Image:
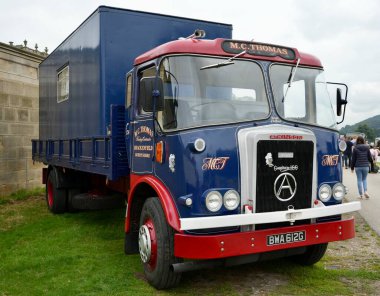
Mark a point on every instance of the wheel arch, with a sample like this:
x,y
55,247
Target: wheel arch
x,y
145,186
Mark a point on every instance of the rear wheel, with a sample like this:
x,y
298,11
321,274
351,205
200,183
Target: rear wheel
x,y
156,246
55,198
312,255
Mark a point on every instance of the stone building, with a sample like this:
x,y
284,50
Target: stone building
x,y
18,116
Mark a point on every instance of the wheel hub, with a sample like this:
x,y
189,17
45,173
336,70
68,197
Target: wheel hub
x,y
145,246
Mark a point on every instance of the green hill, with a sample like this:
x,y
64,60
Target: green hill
x,y
373,123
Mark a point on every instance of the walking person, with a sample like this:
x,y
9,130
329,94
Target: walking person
x,y
347,154
361,160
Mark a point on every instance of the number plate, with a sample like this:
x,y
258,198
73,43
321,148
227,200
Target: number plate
x,y
286,238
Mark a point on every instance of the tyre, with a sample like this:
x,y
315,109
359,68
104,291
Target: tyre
x,y
55,198
156,246
312,255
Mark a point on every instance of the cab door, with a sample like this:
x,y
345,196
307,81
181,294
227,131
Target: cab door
x,y
141,129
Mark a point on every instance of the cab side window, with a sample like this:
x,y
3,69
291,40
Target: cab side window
x,y
128,92
147,72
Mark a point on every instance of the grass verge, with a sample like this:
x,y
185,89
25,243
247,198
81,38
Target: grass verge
x,y
82,254
21,194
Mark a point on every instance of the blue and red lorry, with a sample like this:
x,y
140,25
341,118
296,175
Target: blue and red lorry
x,y
224,151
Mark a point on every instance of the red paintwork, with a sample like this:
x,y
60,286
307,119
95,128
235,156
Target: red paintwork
x,y
243,243
164,196
213,47
153,240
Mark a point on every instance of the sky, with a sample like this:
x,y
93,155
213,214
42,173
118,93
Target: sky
x,y
343,34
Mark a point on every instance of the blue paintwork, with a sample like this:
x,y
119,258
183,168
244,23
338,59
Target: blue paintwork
x,y
190,180
100,53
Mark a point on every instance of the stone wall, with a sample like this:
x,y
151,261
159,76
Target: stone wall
x,y
18,118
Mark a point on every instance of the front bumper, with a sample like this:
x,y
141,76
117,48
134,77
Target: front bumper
x,y
290,216
251,242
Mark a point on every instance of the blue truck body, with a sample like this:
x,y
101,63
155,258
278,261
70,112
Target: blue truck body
x,y
75,133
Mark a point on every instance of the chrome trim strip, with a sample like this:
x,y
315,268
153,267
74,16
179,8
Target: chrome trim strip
x,y
269,217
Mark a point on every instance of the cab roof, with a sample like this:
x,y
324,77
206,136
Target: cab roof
x,y
230,48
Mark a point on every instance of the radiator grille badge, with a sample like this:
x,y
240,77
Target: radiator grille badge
x,y
285,187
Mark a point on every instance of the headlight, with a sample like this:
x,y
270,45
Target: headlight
x,y
214,201
339,191
231,200
324,193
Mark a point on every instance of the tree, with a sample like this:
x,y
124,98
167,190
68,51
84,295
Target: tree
x,y
368,131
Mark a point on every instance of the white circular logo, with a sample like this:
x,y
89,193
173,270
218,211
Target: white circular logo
x,y
285,187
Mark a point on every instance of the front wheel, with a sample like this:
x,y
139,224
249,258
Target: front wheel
x,y
312,255
156,246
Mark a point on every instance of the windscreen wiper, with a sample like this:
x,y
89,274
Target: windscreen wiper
x,y
226,63
290,79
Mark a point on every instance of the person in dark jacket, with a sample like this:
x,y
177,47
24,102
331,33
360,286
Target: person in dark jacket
x,y
348,153
361,160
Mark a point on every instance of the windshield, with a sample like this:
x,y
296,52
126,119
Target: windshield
x,y
195,97
307,99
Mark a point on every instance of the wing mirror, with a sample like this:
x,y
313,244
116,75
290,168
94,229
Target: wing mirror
x,y
340,101
151,89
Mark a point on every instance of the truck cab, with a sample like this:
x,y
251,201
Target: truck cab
x,y
236,142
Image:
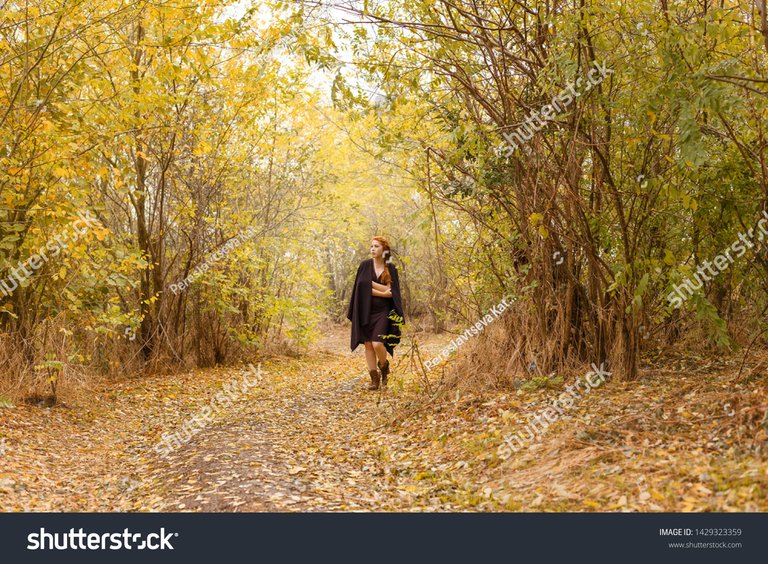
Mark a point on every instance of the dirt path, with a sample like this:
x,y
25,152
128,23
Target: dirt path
────────────────────
TASK OBJECTIVE> Only the pictures may be dropped when you copy the data above; everything else stays exact.

RESULT>
Image:
Mark a point on every instance of the wheel arch, with a sample like this:
x,y
55,247
Target: wheel arch
x,y
145,186
Mark a point on every instance of the rear wheel, with a sample like this:
x,y
298,11
321,274
351,205
200,183
Target: rear wheel
x,y
156,246
55,198
312,255
Mark a point on every instance of the stone building, with a sample like this:
x,y
284,50
Target: stone building
x,y
18,116
Mark a point on every instance of the wheel hub, with a sample like this:
x,y
189,17
45,173
336,70
68,197
Target: wheel hub
x,y
145,246
Mark a point on every instance of the green hill, with a sample like this:
x,y
64,60
Target: green hill
x,y
373,123
Mark a point on every instance of the walking person, with a sample like this:
x,y
9,130
329,94
Target: walking person
x,y
347,154
361,160
Mark a point on every instance of the number plate, with a sample like this:
x,y
258,198
73,43
321,148
227,200
Target: number plate
x,y
286,238
Mark a point on every instance of the tyre, with a sample like this:
x,y
315,109
359,68
104,291
Target: tyre
x,y
55,198
156,246
312,255
Mark a point on every instance of the cab door, with a sample like this:
x,y
345,196
307,81
181,294
227,131
Target: cab door
x,y
141,129
Mark a point on every instance of the cab side window, with a sample like this:
x,y
3,69
291,40
Target: cab side window
x,y
128,92
147,72
Mark a point on every instance of the grass verge, with a sample like this:
x,y
185,89
25,243
247,198
81,38
Target: grass verge
x,y
82,254
21,194
Mark a point on every instance of the blue and red lorry, with a sample like this:
x,y
140,25
341,118
296,175
Target: blue and red lorry
x,y
224,151
Mark a point on every instance of the red paintwork, with a sample like this:
x,y
60,286
307,119
95,128
235,156
Target: red paintwork
x,y
243,243
164,196
213,47
153,240
Mark a point on every instance of the sky, with a sample like this:
x,y
93,155
213,214
42,173
118,93
Target: sky
x,y
343,34
Mark a point on every instance of the blue paintwork, with a sample like this:
x,y
119,258
183,168
244,23
338,59
Target: blue paintwork
x,y
190,180
100,53
Mark a point on every instance of the stone wall, with a sample like this:
x,y
151,261
159,76
Target: stone wall
x,y
18,118
Mark a point on every instance of the front bumper, with a sample like this:
x,y
141,76
117,48
134,77
Target: front bumper
x,y
290,216
251,242
Mark a point on every instance of the blue truck body, with a sample like this:
x,y
101,63
155,258
278,261
70,112
Target: blue truck body
x,y
75,133
Mark a point on every instance of the chrome trim strip, with a sample like this:
x,y
315,268
153,267
74,16
179,8
Target: chrome trim strip
x,y
269,217
Mark a point on every instance of the cab roof, with a sample like this:
x,y
324,77
206,136
Target: cab roof
x,y
230,48
Mark a point on every instance of the radiator grille badge, with a sample like this:
x,y
240,77
Target: radiator grille badge
x,y
285,187
Mark a point on every instance of the headlight, with a sample like this:
x,y
270,45
Target: headlight
x,y
214,201
339,191
231,200
324,193
Mark a point on every instance of the tree, with a sample like this:
x,y
124,98
167,190
68,51
84,295
Target: tree
x,y
368,131
Mark a point on every instance of the white circular logo, with a sample like this:
x,y
89,193
173,270
218,211
Target: white circular logo
x,y
285,187
Mark a point on every instance of the front wheel, with a sample like this:
x,y
139,224
249,258
Target: front wheel
x,y
312,255
156,246
Mark a point on every instance of the windscreen wiper, with a sample like this:
x,y
89,274
Target: windscreen wiper
x,y
226,63
290,79
Mark a point on every instance of the person in dark jacket, with a sample like this:
x,y
177,47
24,102
331,33
360,286
Target: person in dark jacket
x,y
348,153
361,160
Mark a point on every instance of the windshield, with a sample like this:
x,y
296,52
126,119
Target: windshield
x,y
195,97
307,99
Mark a point on every instance of the wing mirror, with a sample like this:
x,y
313,244
116,75
290,168
94,229
Target: wing mirror
x,y
340,101
151,89
Mark a point on every instance of the truck cab, with a sample like this:
x,y
251,201
Target: truck cab
x,y
236,142
Image:
Mark a point on every instance of the dirt path, with a sample like this:
x,y
25,152
128,23
Target: dirt path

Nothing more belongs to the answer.